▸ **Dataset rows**
:::::
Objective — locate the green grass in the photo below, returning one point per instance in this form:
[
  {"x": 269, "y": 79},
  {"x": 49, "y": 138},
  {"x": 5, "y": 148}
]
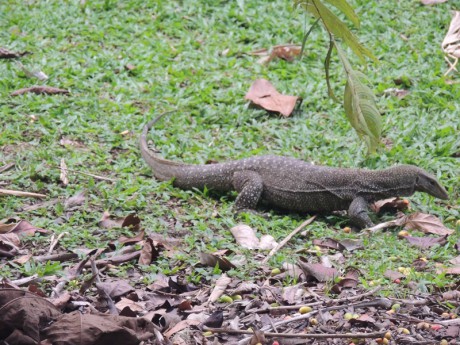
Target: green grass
[{"x": 176, "y": 48}]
:::::
▸ **GIVEN REQUEST**
Copy the items above word for word, leaving out the pictures.

▸ **WRITTEN RESPONSE**
Objective — locate the green grass in the photo below, returning one point per instance in this form:
[
  {"x": 269, "y": 79},
  {"x": 49, "y": 138},
  {"x": 5, "y": 148}
]
Target: green grass
[{"x": 176, "y": 48}]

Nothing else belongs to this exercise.